[Records excerpted from a collection]
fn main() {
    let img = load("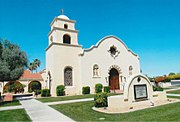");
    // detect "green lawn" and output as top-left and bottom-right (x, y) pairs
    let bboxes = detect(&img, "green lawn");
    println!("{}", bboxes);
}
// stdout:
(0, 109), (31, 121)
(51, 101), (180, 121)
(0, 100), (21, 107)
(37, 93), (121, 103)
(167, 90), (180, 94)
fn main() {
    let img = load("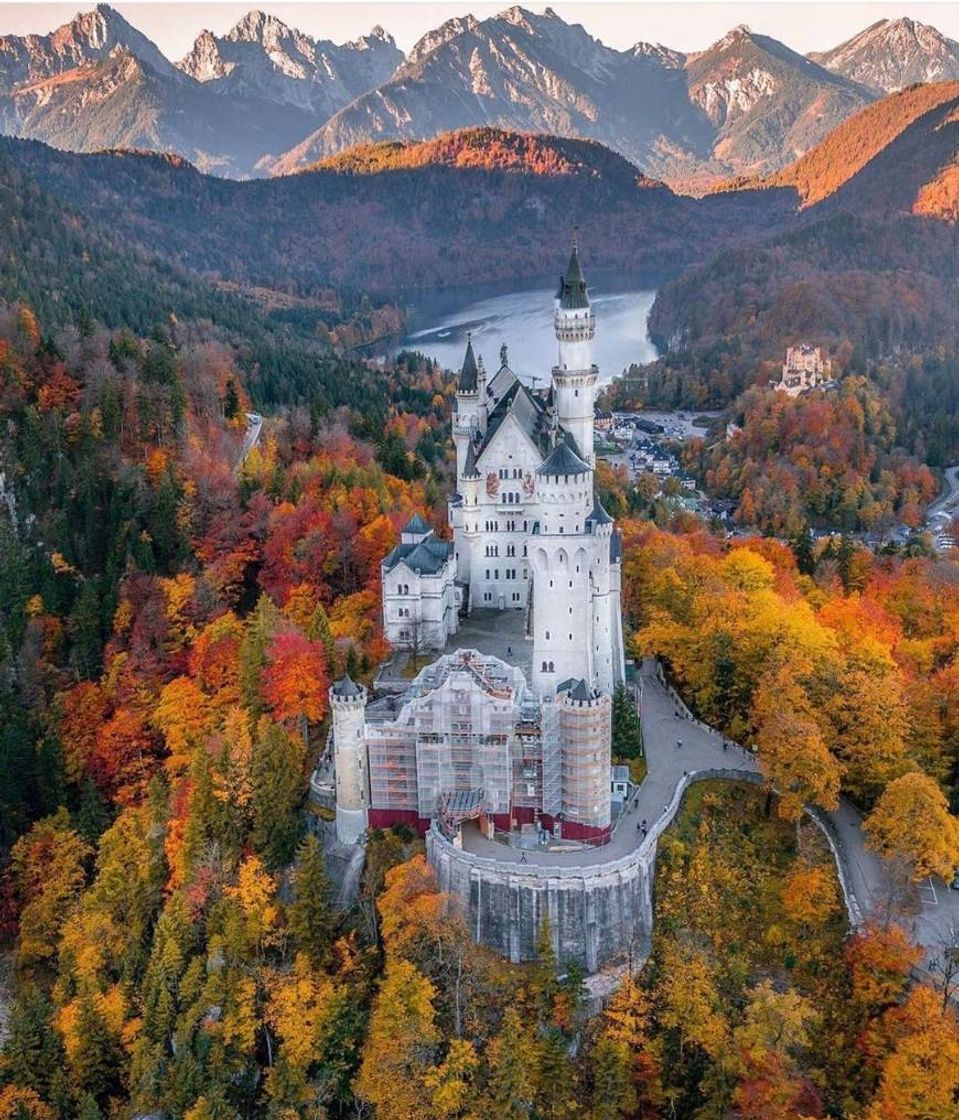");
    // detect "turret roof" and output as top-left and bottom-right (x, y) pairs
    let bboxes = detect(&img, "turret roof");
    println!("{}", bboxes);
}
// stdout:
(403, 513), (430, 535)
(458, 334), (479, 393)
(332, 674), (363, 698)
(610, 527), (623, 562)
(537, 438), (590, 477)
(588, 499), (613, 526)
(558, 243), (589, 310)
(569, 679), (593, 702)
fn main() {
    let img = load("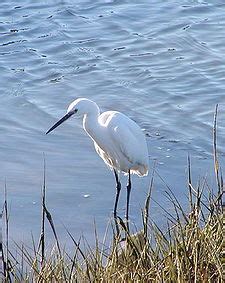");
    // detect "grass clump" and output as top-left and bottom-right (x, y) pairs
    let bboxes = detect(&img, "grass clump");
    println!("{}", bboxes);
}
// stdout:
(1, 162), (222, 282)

**WHAT TO WORK ON**
Search the records above for the string "left" and copy each line that holds it.

**RESPONSE TO THE EXERCISE**
    // detect "green lawn" and output as top-left and bottom-right (x, y) pairs
    // detect "turret roof" and output as top-left and bottom-right (x, y) pairs
    // detect "grass clump" and output as top-left and bottom-right (x, y) pairs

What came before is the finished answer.